Task instructions:
1 > In the court record excerpt below, on what date did the chain hoist accident occur?
2 > Using the court record excerpt below, explain in one to three sentences why Eaton gives no names of the distributors of Yale hoists for 1971 and 1972.
3 > Carry the court record excerpt below forward, starting right after its final sentence.

Selected excerpt:
-----

Q Did your company [Eaton] in 1971 or 1972 manufacture a One Ton Yale Chain Hoist?
A Yes, but we have no knowledge that a Yale One Ton Chain Hoist was involved in the accident which is the subject of this lawsuit.
Q If your company is not the distributor of such machine, state the name and the address of the distributor in 1971 and in 1972.
A Eaton Corporation. There were different independent distributors of Yale Hoistfs] during 1971 and 1972. Our marketing department does not have records showing exactly who they were during these years.

The following admissions, if it please Your Honor, and the jury, are by Fluor Engineers and Constructors.

Q That the chain hoist involved in the accident which occurred on December 14, 1972, was owned and in the exclusive control and possession of defendant Fluor Constructors and Engineers by its agents, servants or workmen within the course and scope of their employment.

The answer to that question by Fluor is as follows:

The defendant Fluor Engineers and Constructors did supply the chain hoist involved in the accident which occurred on December 14, 1972. The details of ownership and control are not known and are therefore denied.

App. at 438a-39a.

. The following special interrogatories were answered by the jury.

-----

Data:
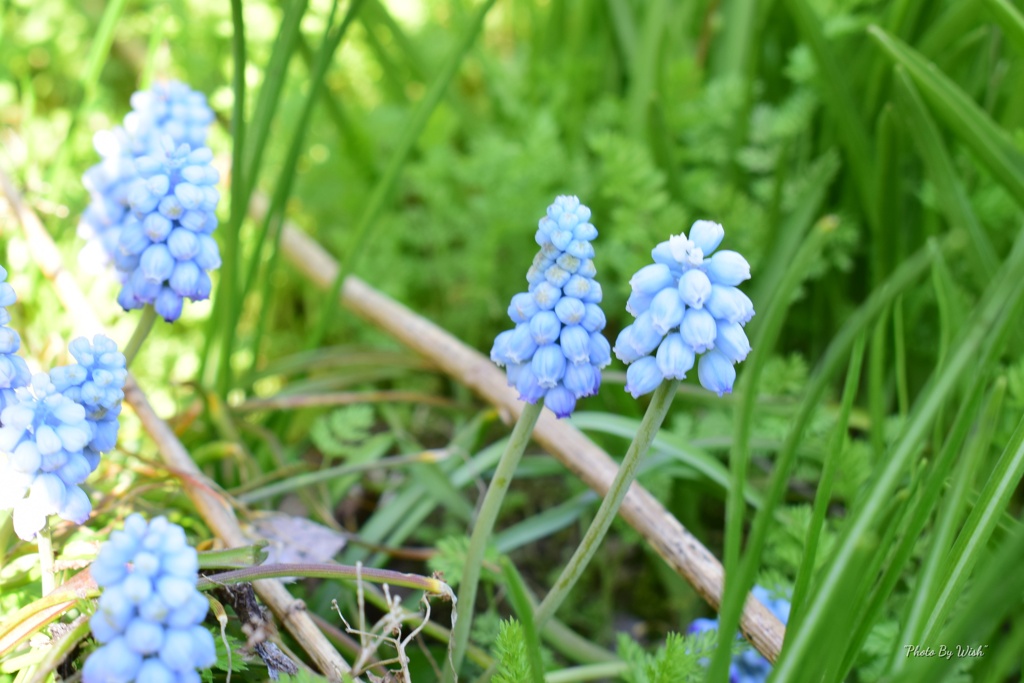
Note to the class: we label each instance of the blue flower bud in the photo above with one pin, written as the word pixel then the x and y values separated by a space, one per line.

-----

Replies:
1 > December 14, 1972.

2 > Eaton says there were different independent distributors of Yale hoists during those years. Its marketing department has no records showing exactly who they were.

3 >
1. Did a malfunction of the hoist cause the accident?
Ans: Yes
2. Was the hoist manufactured by Eaton?
Ans: Yes
3. When was the hoist sold by Eaton?
(a) Before June 30, 1972 _
(b) After June 30, 1972 _
(c) Unable to determine when
it was sold. _X
4. At the time the hoist was sold by Eaton was there a breach of warranty; the express warranty that it was capable of lifting up to one ton of weight; the implied warranty of merchantability?
Ans: Yes
5. Was the accident caused by the condition or characteristic of the hoist which constituted the breach of warranty?
Ans: Yes
6. Was negligence on the part of the Fluor Company, plaintiffs employer, a cause of the malfunction of the hoist?
Ans: No

App. at 576a-77a, 591a. Counsel for Eaton objected to interrogatory No. 3 on the ground that it presumed a sale of the hoist by Eaton to Fluor. See App. at 516a.

. See, e. g., Greater Pittsburgh Business Industrial Yellow Pages 621-24 (1979). We have previously noted appellees’ alternative theory in their original complaint alleging that John Doe No. 2, Crane Rental Company, had leased the hoist and was responsible for Hahn’s injuries. See note 1 supra.

. Section 2-725, 12A P.S. § 2-725, provides: § 2-725. Statute of Limitations in Contracts for Sale

(1) An action for breach of any contract for sale must be commenced within four years after the cause of action has accrued. By the original agreement the parties may reduce the period of limitation to not less than one year but may not extend it.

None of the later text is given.